Given data ->
----------------------------------------

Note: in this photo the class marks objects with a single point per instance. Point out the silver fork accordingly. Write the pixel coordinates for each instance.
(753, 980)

----------------------------------------

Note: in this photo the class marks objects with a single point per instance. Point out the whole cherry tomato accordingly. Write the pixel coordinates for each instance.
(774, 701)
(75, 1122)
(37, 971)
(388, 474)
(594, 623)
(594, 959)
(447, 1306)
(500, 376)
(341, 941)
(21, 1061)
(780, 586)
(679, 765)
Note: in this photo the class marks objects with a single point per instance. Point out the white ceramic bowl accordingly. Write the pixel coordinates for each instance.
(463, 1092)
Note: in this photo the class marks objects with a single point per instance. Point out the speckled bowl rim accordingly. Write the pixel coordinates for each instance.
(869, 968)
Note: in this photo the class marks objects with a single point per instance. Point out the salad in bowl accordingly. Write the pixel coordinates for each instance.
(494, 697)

----------------------------------------

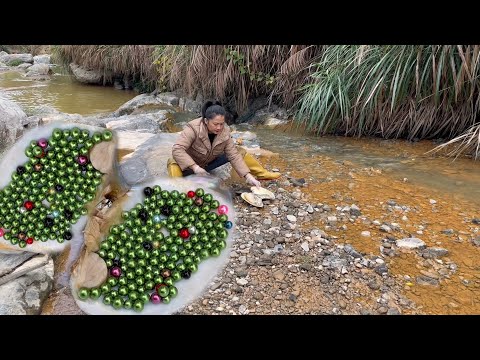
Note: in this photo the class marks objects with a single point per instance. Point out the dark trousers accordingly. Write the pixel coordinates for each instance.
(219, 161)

----------------------------------------

Set exercise -> Find every line in the entries above that contains the word "speckled" and copy each of those lines.

Task answer ->
Note: in this photo the class marks objects with a single point per instance. Point out the speckled bowl rim accordingly. Write the pixel coordinates for each instance.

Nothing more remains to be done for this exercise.